* SUPPLIED TEXT:
------
See map optional parameters for additional configuration options, including batch_prompt and max_batch_size.

Tool-equipped filter agents

In Python, filter supports agent=docetl.Agent(...) just like map. The filter agent can call tools over multiple turns, then returns the filter's single boolean output field. DocETL drops that boolean field from kept rows.

import docetl

@docetl.tool
def has_active_legal_hold(account_id: str) -> bool:
    """Return whether an account is currently under legal hold."""
    return account_id in {"acct_1042", "acct_7788", "acct_9910"}

agent = docetl.Agent(tools=[has_active_legal_hold], max_turns=5, max_tool_calls=3)

frame = frame.filter(
    prompt=(
        "Keep only records that require compliance review. Use "
        "has_active_legal_hold for account {{ input.account_id }} and consider "
        "the event text: {{ input.event_text }}"
    ),
    output={"schema": {"keep": "bool"}},
    model="azure/gpt-4o-mini",
    agent=agent,
)

Agent configs are Python-only and cannot be exported to YAML. Filters with agent= cannot currently be combined with cascade, because cascades use a separate proxy/oracle execution path.

See the Python API reference for the full API and the Tool-Equipped Agents tutorial for an end-to-end tool-equipped pipeline.

Model Cascade (cost reduction)

A cascade block runs a cheap proxy model on all items first and only escalates uncertain cases to the expensive oracle model, with a statistical quality guarantee.

- name: is_relevant
  type: filter
  model: gpt-4o
  prompt: "Is this document about climate policy? {{ input.text }}"
  output: { schema: { keep: "bool" } }
  cascade:
    proxy_model: gpt-4o-mini
    target: 0.95
pipeline = pipeline.filter(
    name="is_relevant",
    model="gpt-4o",
    prompt="Is this document about climate policy? {{ input.text }}",
    output={"schema": {"keep": "bool"}},
    cascade={"proxy_model": "gpt-4o-mini", "target": 0.95},
)
------
* TASK: Pick up the DocETL filter documentation after its last line and continue it. The listing isn't needed for the work here.

* GIVEN DATA:
------
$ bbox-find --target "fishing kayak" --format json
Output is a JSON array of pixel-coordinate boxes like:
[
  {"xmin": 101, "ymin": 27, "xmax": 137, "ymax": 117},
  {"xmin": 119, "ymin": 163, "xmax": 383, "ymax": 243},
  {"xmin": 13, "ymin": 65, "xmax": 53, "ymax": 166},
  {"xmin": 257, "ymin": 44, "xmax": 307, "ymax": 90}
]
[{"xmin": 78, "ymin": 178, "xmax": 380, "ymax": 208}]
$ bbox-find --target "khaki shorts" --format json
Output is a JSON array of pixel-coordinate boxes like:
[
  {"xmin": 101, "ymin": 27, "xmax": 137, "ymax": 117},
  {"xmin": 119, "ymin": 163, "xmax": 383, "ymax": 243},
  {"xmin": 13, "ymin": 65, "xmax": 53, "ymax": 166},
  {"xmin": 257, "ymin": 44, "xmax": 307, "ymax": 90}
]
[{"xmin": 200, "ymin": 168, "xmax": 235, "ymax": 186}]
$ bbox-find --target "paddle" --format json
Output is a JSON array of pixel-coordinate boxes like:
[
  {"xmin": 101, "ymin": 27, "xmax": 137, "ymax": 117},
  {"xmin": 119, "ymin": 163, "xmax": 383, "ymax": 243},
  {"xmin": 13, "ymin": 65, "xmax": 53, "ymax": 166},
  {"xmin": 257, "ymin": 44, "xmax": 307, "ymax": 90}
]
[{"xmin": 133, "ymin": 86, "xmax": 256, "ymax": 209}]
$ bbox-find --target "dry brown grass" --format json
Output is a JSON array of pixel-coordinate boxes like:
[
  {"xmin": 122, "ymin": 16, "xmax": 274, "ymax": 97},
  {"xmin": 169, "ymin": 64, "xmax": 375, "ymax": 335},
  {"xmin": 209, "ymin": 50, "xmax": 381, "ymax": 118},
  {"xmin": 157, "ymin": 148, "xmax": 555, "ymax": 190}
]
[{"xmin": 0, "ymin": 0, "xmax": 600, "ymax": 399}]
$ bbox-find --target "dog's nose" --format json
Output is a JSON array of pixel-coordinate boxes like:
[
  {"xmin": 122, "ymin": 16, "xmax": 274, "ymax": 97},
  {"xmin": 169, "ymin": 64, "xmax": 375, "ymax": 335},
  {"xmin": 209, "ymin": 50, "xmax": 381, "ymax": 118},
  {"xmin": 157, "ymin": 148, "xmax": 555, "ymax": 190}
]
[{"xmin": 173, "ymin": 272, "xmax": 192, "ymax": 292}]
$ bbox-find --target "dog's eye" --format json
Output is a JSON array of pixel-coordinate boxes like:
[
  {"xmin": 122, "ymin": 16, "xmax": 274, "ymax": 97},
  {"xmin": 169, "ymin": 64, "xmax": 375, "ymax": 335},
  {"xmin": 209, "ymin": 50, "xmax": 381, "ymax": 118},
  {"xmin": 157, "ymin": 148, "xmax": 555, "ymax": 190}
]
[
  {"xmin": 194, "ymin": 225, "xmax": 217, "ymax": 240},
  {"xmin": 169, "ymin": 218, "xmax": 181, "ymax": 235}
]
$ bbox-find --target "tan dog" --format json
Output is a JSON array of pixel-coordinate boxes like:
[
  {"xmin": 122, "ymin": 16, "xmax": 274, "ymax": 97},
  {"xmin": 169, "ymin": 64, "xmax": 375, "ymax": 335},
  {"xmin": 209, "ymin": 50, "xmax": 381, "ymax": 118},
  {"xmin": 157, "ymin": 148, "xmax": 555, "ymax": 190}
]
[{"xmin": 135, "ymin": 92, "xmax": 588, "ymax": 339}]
------
* RESULT BELOW:
Parameter Description Default
proxy_model The cheap model for the proxy pass (required)
guarantee accuracy, precision, recall, or precision+recall recall
target Target value for the guarantee metric, in (0, 1) (required)
delta Failure probability; guarantee holds w.p. 1 - delta 0.05
label_budget Max oracle calls spent learning the threshold 400

proxy_model can be a chat model (scored by logprobs) or an embedding model like text-embedding-3-small (a logistic head is fitted on an oracle-labeled slice of the budget — far cheaper per item for high-volume topical filters).

See Model Cascades with BARGAIN for full details, guarantee explanations, and examples.

Limiting filtered outputs

For filter, limit counts only retained documents (boolean output true). DocETL evaluates inputs until it has collected limit passing documents, then stops scheduling LLM calls — so you can request "the first N matches" without scoring the entire dataset.

Validation

For more details on validation techniques and implementation, see operators.

Best Practices

  1. Boolean Output: The output schema must have exactly one boolean field; write the prompt so the LLM produces a clear true/false judgment.
  2. Data Flow Awareness: Unlike Map, Filter reduces the size of your dataset.